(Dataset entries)

Start of Block

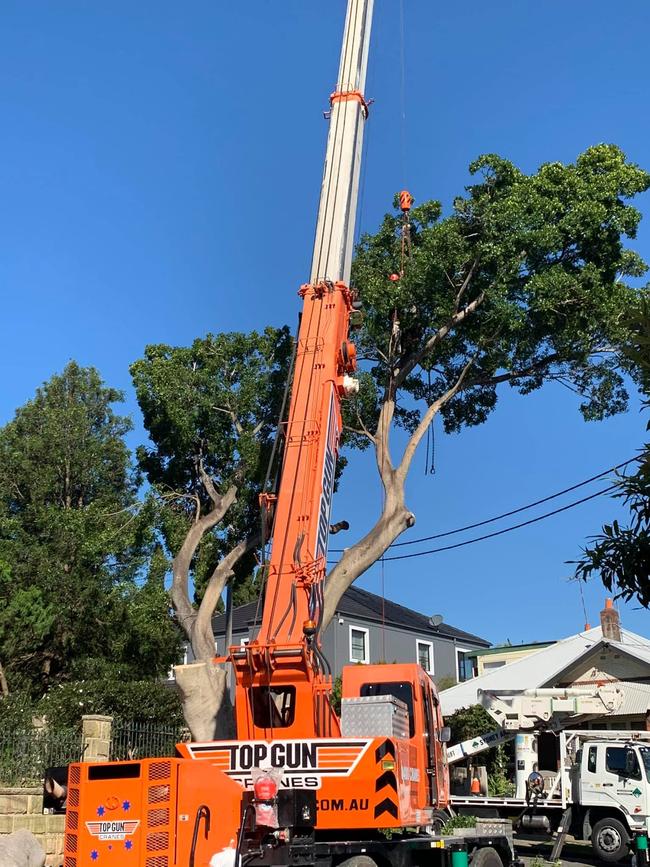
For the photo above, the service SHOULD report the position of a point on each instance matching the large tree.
(523, 283)
(75, 601)
(212, 412)
(620, 554)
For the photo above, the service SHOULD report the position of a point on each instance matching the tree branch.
(425, 421)
(4, 686)
(185, 612)
(203, 636)
(416, 357)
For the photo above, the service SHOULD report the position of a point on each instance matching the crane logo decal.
(305, 763)
(116, 830)
(329, 469)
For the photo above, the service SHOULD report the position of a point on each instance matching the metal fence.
(26, 753)
(136, 740)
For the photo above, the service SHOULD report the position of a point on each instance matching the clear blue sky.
(159, 173)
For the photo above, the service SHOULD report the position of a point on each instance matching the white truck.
(600, 790)
(600, 793)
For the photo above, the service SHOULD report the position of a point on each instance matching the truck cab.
(610, 781)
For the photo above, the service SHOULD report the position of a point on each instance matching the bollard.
(459, 855)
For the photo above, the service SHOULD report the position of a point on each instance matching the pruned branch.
(185, 612)
(426, 419)
(417, 356)
(203, 637)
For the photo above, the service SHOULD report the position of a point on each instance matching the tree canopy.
(620, 554)
(524, 282)
(77, 599)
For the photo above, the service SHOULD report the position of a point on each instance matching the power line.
(500, 532)
(505, 514)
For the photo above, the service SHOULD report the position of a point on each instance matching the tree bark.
(4, 686)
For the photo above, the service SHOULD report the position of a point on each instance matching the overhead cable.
(505, 514)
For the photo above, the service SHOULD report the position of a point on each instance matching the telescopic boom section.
(282, 678)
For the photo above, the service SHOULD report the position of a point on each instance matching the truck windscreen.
(645, 757)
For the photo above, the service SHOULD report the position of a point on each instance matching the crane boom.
(283, 671)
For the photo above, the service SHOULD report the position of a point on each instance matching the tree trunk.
(206, 700)
(4, 686)
(394, 519)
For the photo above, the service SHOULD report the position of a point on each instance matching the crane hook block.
(405, 201)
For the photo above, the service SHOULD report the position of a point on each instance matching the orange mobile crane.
(298, 785)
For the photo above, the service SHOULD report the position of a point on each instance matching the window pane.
(591, 760)
(622, 761)
(358, 644)
(402, 691)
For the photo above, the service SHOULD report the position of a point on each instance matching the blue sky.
(159, 174)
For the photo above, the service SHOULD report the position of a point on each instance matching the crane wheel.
(358, 861)
(610, 840)
(486, 857)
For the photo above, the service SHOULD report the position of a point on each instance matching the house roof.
(369, 606)
(543, 667)
(511, 648)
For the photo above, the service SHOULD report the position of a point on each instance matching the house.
(501, 654)
(607, 653)
(367, 628)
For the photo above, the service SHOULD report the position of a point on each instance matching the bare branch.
(425, 421)
(203, 636)
(4, 686)
(185, 612)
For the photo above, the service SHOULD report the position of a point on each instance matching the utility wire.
(499, 532)
(506, 514)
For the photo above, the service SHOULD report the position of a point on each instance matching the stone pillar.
(96, 737)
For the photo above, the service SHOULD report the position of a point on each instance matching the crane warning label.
(303, 762)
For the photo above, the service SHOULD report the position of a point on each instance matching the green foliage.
(536, 268)
(136, 700)
(469, 722)
(72, 601)
(621, 554)
(211, 407)
(459, 821)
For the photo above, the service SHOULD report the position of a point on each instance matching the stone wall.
(22, 807)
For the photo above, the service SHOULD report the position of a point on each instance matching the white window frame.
(366, 643)
(461, 650)
(429, 644)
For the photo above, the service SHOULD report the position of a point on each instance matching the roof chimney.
(610, 622)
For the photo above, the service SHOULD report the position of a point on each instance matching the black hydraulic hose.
(203, 812)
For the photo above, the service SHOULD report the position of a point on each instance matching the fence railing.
(26, 753)
(134, 740)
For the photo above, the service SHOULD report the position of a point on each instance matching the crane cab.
(427, 735)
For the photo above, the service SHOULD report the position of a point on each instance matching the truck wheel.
(610, 840)
(486, 857)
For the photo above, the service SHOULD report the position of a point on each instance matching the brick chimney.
(610, 622)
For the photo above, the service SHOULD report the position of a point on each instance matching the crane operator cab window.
(273, 707)
(401, 690)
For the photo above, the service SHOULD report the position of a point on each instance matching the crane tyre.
(610, 840)
(358, 861)
(486, 857)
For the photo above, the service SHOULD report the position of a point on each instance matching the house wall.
(606, 664)
(385, 644)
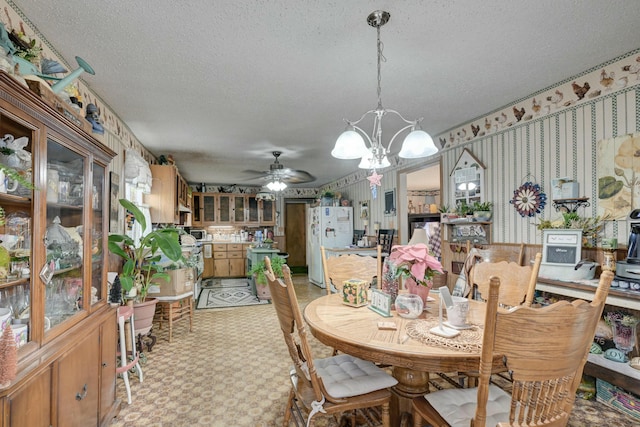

End of Block

**REQUIRED ACTION**
I'd like the data above duplicated exactly, with no pictures included.

**EXPECTED ANSWER**
For the photo above, the service SHOULD report the position of a point on each instance matching the large tree.
(523, 283)
(75, 601)
(212, 412)
(620, 554)
For the photo above, the service SHOULD report the position of a point on each instance matching the tree branch.
(425, 421)
(4, 686)
(185, 612)
(203, 636)
(416, 357)
For the photo above, the service SHOULD report the position of a point on each instance matching the crane logo decal.
(305, 763)
(116, 830)
(329, 469)
For the photo above, the service SHOULD report the position of a point on each instance matching the metal fence.
(26, 753)
(136, 740)
For the photo above, the service SHOULD report the position of a point on each instance matching the clear blue sky.
(159, 173)
For the photo above, the service SHOULD report the position of a point on each instance matching the white truck.
(600, 790)
(600, 793)
For the photo above, the service SHOULD report the position of a point on each instance matching the truck cab.
(610, 781)
For the photo above, the service SHOULD report the position of a point on each instance matching the bollard.
(459, 855)
For the photo above, the service SHOULD report the position of a point on each instance matching the pruned branch.
(185, 612)
(426, 419)
(417, 356)
(203, 637)
For the photo above, the service SHOULD report the position of a point on each instance matching the tree canopy.
(620, 554)
(524, 282)
(77, 599)
For the photo above, the service SHOULD report the position of a point on each instance matching the power line.
(500, 532)
(505, 514)
For the photo above, the service SHOULD report the position of a point on each instance matching the tree bark.
(4, 686)
For the photo above, the service SHOULD report the position of a point on each instance matching the overhead cable.
(505, 514)
For the photo above, the service SHOULD report the position of a point on each instance matching the telescopic boom section.
(282, 678)
For the photo above, the service SHOULD report the position of a point on each instance matching the truck windscreen.
(645, 757)
For the photo above, the service SHOULD report the position of a point on each instance matching the crane boom.
(283, 671)
For the photo above, the service SHOULD report the position of a point on each instance matching the tree trunk.
(206, 700)
(4, 686)
(394, 519)
For the photo above, the service SHOULD report the position of a point on each instance matching the crane hook block.
(405, 201)
For the photo above, the service SHOULD report the position of a point on each instance matching the orange mobile crane.
(298, 785)
For the photo above, the service SHOULD report the position of a point on each instance matching the window pane.
(591, 760)
(622, 761)
(358, 644)
(402, 691)
For the photo above, the service SHOULD report the position of a point on each instance matching the blue sky.
(159, 174)
For the photo above, the service SHOULD report the position of a point on each instance matching the crane wheel.
(358, 861)
(610, 840)
(486, 857)
For the photo above, the service SHOULD report the position of a point on each instance matching the house roof.
(369, 606)
(543, 667)
(511, 648)
For the photo above, the service SHOULD report the position of a point on each instance matching the house.
(501, 654)
(607, 653)
(367, 628)
For the photo above, the service SHOULD report the position of a point on each instance matching the bare branch.
(425, 421)
(203, 636)
(4, 686)
(185, 612)
For the photo above, the service SHOULD report the position of a point on each instance matching the utility wire.
(499, 532)
(506, 514)
For the photo above, the service SHOULD report the position of a point on each instance matching the stone pillar.
(96, 737)
For the photo above, the service SHOULD report the position of a point on each instance matching the crane warning label.
(303, 762)
For the photo above, the service SHOULD report the position of a point on each instance matching the green foliage.
(536, 268)
(136, 700)
(469, 722)
(72, 601)
(621, 554)
(211, 407)
(459, 821)
For the photo above, the service SHOULD report the position of a point on each instance matching the stone wall.
(22, 807)
For the photo above, the service SHOULD report the position of a point on each instance matching the white window frame.
(366, 643)
(461, 650)
(429, 644)
For the photo above, the service SHOULD report the position of a point on each instance matching the roof chimney.
(610, 622)
For the photo above, the service SHOULD report the position of a point on each instance matching the black hydraulic hose.
(203, 812)
For the photo above, the service SHOULD report the position of a point on each instance matching the fence railing.
(26, 753)
(134, 740)
For the photo above, the service SHOULD report the position of a point on each instance matching the crane cab.
(427, 735)
For the photo above, the service SHOULD report the position of a point on each instance matching the truck wheel.
(610, 840)
(486, 857)
For the photo above, the service SHOULD report the position of a point on each instance matching the brick chimney.
(610, 622)
For the photo above, the service SHOULD report the position of a point on each instance matching the crane operator cab window.
(273, 707)
(401, 690)
For the photo above, the service SHOULD report the position of a point on each instance matching the crane tyre.
(610, 840)
(358, 861)
(486, 857)
For the photo above, the service SHOULD report the position of a point on each instance matching the house wall.
(606, 664)
(385, 644)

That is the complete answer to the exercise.